(WHAT THIS TASK INVOLVES) Please write out exactly the lines that begin at the line containing "the white sock" and run to the end of the records.

[Pointing records]

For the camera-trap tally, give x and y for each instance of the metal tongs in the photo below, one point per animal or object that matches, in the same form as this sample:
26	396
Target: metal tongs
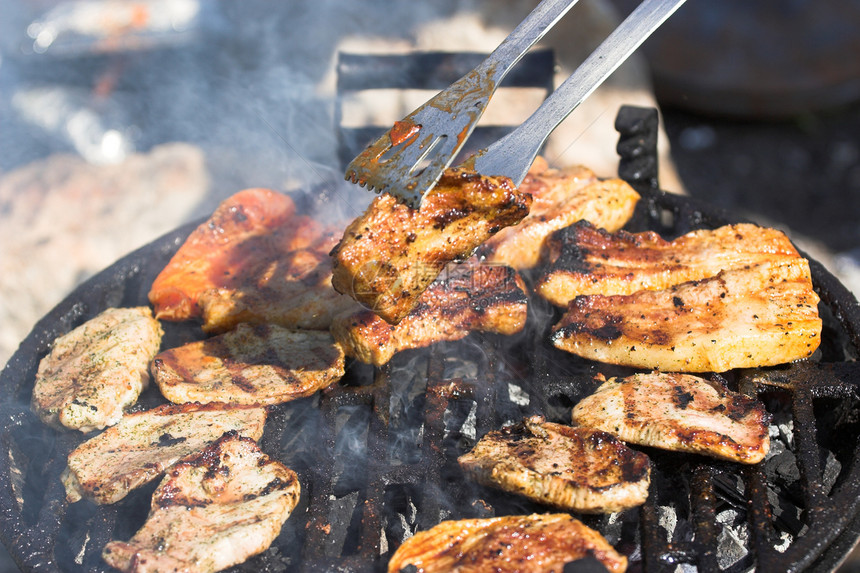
409	158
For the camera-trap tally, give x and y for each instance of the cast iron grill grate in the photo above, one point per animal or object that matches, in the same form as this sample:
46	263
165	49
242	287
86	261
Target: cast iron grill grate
376	453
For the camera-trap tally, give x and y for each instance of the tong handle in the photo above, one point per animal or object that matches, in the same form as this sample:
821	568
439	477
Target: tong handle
524	36
513	154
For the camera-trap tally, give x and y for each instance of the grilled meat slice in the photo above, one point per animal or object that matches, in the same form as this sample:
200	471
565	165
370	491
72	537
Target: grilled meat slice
588	260
254	260
760	315
514	543
212	511
253	364
218	250
679	412
561	197
573	468
392	253
464	298
97	370
144	444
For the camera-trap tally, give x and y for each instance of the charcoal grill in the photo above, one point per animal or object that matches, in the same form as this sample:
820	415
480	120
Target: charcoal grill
376	453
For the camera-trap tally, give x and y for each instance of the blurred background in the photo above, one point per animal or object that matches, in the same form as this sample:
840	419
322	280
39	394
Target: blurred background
122	119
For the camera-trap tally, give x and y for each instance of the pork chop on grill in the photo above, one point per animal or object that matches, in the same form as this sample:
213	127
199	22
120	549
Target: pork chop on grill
253	364
254	260
758	315
211	511
679	412
465	298
574	468
561	197
389	255
588	260
510	544
97	370
144	444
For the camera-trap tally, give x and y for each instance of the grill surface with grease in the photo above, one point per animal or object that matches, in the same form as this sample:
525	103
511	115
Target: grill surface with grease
377	453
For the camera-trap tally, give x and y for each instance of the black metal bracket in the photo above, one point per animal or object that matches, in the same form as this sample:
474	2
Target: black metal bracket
637	146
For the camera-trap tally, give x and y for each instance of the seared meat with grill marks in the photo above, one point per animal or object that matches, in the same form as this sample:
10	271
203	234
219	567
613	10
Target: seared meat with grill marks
254	260
144	444
392	253
760	315
97	370
588	260
211	511
573	468
465	298
679	412
561	197
509	544
253	364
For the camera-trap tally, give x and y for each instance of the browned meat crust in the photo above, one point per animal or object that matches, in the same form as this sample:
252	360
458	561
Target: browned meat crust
760	315
97	370
588	260
578	469
561	197
679	412
513	543
211	511
465	298
392	253
144	444
253	364
254	260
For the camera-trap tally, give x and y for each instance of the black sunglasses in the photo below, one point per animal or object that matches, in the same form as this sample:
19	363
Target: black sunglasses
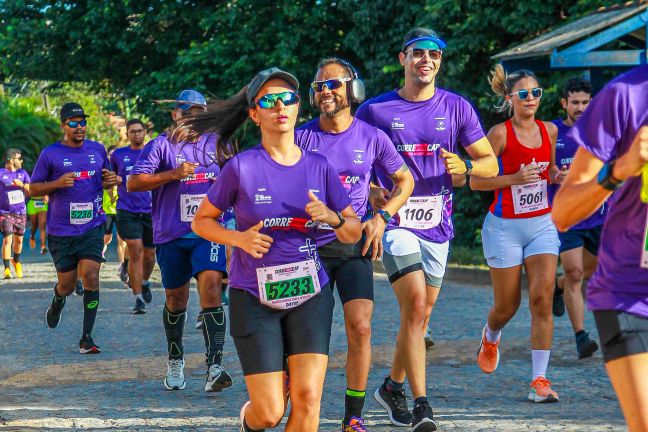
76	123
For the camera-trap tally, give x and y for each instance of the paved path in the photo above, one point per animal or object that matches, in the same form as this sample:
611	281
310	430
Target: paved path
46	384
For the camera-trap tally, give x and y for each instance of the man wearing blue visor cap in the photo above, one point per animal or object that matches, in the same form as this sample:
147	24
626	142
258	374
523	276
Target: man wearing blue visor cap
178	176
426	124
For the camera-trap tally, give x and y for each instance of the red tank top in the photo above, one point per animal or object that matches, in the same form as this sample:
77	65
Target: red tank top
523	201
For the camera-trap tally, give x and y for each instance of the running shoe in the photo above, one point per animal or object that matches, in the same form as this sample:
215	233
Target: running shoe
488	354
18	268
87	346
79	288
123	274
423	420
558	307
53	314
395	403
175	375
217	379
585	346
356	424
146	292
541	391
199	321
428	338
140	307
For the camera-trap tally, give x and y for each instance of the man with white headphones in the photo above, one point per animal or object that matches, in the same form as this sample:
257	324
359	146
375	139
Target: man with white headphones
353	148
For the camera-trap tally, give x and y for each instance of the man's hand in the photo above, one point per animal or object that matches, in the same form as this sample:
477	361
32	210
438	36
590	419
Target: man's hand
66	180
454	164
374	230
108	178
184	170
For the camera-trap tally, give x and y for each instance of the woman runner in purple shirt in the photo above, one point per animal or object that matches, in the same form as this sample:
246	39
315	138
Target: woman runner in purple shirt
613	135
280	302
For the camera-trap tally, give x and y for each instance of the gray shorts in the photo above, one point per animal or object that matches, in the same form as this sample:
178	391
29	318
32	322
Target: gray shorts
405	252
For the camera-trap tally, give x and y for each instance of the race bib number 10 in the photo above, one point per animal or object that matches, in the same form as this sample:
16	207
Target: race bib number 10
189	206
80	213
530	197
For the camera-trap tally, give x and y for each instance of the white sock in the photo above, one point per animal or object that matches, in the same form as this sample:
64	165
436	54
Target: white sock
540	361
492	336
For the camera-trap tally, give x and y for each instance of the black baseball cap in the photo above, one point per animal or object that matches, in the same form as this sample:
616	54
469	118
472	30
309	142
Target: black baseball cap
72	109
265	76
422	34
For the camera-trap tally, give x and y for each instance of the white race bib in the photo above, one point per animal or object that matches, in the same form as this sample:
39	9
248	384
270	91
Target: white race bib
421	212
16	197
289	285
80	213
189	206
530	197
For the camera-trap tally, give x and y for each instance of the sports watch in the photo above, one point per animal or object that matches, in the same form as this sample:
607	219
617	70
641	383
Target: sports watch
606	179
468	163
385	215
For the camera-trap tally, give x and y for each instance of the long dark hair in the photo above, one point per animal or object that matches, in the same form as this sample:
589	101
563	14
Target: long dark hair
223	116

(RESULT OF THE EXERCISE)
For the camera-trap tally, give x and y for each instance of the white sock in the photo above, one point per animal or object that matches, in the same form as this sample:
64	165
436	54
Target: white sock
540	361
492	336
For the camera-trap tally, give x and y for each instance of the black baseball cap in the photo above, one point per animal or object that matches, in the same form as this sample:
616	54
469	118
472	30
309	142
Target: black baseball cap
72	109
265	76
422	34
For the camera-trap tally, give x and y for each instance of the white race bib in the photo above, one point per animal or object that matches, in the same form as this sample:
39	9
248	384
270	91
Target: white race bib
421	212
16	197
289	285
80	213
189	206
530	197
For the camera-trap tally, give x and y for each instance of the sports watch in the photo above, one point per animal or object that matches, in the same form as this sample:
607	219
617	70
641	383
Target: sports watch
606	179
468	163
385	215
For the camera-trap tally, give x and y for each instance of the long dark hair in the photo above, one point per animal or object that matches, in the same form as this sample:
589	101
563	14
Target: long dark hair
223	116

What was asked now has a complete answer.